▶ _BRIEF_
Nothing other than the lines from the one containing "Question. The picture above shows the headlight." through the close of the entries below should be printed, each exactly.

[START]

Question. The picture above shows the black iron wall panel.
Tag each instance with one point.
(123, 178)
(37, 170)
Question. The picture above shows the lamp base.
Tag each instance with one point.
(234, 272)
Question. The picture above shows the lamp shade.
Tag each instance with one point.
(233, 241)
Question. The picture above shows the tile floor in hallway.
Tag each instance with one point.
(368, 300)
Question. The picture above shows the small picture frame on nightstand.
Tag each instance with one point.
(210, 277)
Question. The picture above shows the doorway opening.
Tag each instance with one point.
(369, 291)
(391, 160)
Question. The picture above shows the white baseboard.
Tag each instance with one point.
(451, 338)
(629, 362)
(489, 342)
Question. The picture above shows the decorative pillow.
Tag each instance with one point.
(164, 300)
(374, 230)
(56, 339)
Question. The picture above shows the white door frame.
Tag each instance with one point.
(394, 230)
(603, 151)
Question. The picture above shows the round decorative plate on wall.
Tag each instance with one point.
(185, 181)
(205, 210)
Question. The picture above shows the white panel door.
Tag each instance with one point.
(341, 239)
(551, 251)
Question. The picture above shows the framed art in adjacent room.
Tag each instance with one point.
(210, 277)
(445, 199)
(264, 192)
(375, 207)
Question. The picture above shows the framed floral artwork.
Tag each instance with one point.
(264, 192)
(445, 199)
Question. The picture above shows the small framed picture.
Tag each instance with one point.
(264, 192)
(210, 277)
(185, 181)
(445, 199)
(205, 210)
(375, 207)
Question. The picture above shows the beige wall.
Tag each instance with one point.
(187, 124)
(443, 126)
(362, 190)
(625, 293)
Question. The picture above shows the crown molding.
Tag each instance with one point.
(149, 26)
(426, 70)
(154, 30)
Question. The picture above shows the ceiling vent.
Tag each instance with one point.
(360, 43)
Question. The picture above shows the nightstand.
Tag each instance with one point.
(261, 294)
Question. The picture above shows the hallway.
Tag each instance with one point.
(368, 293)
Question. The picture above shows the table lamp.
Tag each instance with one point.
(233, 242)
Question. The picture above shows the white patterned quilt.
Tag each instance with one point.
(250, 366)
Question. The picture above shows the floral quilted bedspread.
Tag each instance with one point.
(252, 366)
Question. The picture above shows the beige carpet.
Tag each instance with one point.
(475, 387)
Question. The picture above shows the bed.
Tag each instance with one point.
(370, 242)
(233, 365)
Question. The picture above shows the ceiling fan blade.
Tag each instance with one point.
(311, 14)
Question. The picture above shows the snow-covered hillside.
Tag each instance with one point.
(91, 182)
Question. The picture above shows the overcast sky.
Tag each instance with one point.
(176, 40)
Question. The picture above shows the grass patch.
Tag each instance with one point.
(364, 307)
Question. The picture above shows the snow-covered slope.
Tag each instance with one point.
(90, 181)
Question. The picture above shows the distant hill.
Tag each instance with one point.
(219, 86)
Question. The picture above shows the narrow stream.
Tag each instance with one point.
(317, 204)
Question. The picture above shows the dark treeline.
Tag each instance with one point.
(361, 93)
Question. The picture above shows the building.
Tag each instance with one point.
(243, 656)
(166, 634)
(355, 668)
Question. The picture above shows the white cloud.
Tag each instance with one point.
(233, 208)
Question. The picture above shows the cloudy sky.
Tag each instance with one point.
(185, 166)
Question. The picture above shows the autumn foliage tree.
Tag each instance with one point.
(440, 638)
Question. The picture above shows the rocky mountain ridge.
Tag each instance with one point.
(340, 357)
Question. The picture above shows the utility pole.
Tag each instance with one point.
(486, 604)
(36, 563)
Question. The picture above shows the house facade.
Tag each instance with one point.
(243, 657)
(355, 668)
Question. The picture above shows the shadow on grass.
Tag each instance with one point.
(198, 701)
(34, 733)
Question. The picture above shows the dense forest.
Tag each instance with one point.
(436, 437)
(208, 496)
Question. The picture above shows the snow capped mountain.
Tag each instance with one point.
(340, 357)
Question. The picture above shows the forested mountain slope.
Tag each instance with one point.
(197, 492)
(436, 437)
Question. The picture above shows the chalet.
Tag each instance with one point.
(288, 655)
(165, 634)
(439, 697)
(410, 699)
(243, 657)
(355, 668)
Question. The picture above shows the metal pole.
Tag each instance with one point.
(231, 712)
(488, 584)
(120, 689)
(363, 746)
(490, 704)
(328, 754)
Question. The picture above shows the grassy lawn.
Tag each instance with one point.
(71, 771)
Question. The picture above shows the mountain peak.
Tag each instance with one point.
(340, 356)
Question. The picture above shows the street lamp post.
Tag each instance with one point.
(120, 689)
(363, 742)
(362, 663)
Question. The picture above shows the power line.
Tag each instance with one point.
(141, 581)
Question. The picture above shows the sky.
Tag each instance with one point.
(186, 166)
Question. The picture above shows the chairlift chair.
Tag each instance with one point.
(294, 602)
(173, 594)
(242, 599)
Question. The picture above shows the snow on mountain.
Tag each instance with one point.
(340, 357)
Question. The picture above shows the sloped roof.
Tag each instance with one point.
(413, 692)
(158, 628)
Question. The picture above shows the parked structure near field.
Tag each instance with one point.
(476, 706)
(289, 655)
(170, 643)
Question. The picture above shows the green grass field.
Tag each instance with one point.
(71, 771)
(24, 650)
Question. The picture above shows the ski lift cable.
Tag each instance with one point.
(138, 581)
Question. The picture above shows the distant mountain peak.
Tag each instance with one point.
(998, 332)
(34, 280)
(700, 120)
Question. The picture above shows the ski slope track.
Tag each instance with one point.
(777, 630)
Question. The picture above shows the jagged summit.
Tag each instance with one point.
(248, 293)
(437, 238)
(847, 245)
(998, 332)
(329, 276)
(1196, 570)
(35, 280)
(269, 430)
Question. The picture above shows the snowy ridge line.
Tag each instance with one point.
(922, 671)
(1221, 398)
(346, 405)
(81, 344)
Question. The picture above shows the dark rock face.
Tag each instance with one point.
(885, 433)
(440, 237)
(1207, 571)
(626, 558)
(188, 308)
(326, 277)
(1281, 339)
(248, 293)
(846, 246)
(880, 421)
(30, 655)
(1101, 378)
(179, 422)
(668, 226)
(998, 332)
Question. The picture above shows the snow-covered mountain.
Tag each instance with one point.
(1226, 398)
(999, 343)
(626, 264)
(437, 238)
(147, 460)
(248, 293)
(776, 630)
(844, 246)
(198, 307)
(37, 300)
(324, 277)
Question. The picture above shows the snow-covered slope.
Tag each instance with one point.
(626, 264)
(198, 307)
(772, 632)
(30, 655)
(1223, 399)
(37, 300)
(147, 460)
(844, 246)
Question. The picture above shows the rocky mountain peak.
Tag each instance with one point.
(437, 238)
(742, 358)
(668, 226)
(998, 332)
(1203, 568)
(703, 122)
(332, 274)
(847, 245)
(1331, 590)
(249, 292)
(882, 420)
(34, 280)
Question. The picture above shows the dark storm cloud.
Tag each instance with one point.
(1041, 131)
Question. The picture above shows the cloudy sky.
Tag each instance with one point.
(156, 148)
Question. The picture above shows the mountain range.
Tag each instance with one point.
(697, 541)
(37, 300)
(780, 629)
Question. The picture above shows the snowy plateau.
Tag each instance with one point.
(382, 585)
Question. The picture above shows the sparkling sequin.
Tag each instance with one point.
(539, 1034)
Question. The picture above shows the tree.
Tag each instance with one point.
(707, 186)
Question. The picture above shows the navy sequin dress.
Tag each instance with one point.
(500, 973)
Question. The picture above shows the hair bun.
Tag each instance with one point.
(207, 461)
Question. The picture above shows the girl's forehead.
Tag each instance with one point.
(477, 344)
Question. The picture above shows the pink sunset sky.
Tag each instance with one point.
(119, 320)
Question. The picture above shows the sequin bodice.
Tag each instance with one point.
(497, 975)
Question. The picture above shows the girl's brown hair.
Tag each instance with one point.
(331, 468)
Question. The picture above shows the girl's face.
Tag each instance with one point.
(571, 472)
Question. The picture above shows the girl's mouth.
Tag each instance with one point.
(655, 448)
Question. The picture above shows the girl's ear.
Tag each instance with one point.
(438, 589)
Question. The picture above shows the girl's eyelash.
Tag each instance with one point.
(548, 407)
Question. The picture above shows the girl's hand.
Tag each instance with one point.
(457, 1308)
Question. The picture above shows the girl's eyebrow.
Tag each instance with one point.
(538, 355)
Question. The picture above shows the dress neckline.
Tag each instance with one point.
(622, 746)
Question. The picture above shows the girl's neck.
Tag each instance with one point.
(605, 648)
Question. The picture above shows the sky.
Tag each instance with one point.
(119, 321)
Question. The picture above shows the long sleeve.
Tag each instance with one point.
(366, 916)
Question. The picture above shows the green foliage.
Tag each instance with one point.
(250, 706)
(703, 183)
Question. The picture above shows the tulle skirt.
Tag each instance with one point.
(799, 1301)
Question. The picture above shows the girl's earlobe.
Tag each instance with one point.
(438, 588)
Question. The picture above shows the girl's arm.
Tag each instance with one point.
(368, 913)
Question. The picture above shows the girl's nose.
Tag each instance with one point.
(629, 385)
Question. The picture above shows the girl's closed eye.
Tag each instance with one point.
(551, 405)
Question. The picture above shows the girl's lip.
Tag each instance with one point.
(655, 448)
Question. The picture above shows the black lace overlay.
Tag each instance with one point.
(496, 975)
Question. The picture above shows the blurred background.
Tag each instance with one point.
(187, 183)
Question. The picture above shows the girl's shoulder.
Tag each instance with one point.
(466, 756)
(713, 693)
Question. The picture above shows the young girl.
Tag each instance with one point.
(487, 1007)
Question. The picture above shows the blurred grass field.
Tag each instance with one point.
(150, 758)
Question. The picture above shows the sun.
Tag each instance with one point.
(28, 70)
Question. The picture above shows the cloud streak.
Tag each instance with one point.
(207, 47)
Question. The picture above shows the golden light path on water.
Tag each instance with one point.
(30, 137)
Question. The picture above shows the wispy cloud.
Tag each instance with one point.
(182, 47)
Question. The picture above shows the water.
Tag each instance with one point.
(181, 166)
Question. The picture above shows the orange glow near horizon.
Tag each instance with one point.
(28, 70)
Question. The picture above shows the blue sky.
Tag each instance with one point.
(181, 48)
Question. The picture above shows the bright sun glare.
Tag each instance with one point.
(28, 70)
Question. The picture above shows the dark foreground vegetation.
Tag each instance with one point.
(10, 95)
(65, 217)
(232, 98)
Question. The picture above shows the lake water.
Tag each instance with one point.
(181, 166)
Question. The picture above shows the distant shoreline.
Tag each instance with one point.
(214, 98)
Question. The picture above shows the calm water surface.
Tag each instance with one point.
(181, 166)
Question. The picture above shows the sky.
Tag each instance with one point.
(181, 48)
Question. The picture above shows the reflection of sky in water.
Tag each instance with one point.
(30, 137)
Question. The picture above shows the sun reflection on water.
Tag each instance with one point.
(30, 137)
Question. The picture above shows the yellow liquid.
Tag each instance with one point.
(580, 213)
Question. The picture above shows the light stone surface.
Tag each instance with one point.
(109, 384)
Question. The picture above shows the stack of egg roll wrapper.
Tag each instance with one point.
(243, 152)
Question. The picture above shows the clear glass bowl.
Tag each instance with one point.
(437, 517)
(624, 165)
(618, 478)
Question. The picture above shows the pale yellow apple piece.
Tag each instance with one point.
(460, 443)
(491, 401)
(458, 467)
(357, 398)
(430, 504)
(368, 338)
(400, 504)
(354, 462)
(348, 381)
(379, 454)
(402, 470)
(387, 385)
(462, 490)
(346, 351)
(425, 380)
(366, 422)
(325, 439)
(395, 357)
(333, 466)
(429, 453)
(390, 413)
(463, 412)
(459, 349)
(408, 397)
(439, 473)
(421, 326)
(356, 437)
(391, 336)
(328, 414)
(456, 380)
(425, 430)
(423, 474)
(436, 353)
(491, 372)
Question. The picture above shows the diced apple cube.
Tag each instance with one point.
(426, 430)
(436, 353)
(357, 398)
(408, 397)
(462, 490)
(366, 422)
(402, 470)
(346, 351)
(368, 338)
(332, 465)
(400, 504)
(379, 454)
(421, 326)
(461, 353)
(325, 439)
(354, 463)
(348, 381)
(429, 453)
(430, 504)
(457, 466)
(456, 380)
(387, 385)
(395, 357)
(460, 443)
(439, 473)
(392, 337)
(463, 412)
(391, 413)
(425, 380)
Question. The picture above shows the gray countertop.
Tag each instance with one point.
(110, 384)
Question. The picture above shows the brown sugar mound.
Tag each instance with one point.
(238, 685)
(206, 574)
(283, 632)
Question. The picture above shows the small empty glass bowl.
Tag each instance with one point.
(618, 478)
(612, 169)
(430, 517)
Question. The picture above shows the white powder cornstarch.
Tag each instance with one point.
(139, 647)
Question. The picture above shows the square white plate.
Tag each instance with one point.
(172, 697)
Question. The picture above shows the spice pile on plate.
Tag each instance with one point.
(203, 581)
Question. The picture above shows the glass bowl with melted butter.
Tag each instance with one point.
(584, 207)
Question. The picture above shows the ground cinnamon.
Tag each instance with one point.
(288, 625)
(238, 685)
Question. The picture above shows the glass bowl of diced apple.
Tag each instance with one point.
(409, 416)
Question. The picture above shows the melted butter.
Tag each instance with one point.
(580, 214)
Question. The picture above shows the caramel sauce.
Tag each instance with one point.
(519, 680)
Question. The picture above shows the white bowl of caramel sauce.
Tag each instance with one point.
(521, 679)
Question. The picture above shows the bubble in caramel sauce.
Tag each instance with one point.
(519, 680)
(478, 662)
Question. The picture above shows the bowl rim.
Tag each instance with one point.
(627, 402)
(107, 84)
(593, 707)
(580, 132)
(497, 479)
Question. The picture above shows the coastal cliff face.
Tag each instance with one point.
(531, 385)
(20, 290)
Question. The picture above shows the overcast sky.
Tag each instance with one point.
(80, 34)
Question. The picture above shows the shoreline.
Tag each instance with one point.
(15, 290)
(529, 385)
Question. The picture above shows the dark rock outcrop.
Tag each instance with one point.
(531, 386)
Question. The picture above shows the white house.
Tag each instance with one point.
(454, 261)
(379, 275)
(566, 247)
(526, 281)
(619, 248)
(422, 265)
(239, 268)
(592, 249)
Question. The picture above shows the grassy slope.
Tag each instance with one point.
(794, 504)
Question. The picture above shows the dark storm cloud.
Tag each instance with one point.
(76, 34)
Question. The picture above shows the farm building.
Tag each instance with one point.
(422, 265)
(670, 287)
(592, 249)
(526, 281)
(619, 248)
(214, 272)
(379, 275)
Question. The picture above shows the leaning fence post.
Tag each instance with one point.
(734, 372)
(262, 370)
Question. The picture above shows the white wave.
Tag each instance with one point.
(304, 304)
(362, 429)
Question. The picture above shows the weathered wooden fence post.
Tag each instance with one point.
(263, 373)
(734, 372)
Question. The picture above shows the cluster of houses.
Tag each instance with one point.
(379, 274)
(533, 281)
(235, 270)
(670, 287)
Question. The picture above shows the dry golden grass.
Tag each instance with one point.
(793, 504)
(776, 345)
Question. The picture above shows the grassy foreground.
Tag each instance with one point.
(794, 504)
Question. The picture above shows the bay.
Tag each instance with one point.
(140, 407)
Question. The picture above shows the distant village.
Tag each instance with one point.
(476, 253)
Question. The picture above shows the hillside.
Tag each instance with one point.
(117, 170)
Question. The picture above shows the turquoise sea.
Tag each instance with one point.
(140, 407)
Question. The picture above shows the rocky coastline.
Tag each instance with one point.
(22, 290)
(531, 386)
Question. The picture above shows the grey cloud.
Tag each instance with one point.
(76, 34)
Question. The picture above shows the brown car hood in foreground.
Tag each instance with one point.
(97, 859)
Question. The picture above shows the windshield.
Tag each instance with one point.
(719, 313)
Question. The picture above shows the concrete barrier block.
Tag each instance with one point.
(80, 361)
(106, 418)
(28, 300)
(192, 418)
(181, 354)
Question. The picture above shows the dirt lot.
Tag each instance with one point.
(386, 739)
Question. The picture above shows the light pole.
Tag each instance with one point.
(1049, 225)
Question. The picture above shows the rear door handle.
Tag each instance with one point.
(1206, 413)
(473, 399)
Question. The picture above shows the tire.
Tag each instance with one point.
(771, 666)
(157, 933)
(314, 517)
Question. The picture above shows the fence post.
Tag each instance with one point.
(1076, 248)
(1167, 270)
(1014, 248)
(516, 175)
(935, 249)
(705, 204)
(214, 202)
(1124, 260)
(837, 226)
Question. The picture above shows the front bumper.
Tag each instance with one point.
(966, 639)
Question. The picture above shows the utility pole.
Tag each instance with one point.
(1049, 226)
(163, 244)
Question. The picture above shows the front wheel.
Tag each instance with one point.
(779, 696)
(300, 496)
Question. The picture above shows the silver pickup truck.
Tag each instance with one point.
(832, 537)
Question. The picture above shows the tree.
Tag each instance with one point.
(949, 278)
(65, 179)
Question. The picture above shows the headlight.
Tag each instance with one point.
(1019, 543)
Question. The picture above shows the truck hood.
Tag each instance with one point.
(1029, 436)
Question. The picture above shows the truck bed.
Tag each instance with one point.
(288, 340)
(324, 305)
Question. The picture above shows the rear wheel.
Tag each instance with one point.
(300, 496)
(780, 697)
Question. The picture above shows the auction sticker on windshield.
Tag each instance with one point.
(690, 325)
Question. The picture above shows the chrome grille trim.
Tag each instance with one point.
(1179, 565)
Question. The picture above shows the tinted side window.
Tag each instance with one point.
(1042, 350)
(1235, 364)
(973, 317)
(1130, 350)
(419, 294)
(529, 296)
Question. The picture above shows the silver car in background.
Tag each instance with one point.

[END]

▶ _ANSWER TO THIS EXERCISE_
Question. The picture above shows the headlight.
Tag each instance with one point.
(1019, 543)
Question. The picture above shows the truck hood.
Tag each instance with one point.
(1029, 436)
Question. The picture above shows the truck bed.
Tag each instance with one point.
(288, 340)
(324, 305)
Question. The picture above shows the rear wheel.
Tag each instance with one point.
(300, 496)
(780, 697)
Question. The picture above shows the auction sticker on windshield.
Tag each instance with one point.
(690, 325)
Question. The picture above shows the chrome grille trim.
Tag each instance with one point.
(1179, 565)
Question. The picture above shows the tinted side window.
Tag each instance with one point.
(1042, 350)
(1235, 364)
(973, 317)
(1130, 350)
(419, 294)
(529, 296)
Question. The picture above shows the silver car in background.
Tag each instance with one point.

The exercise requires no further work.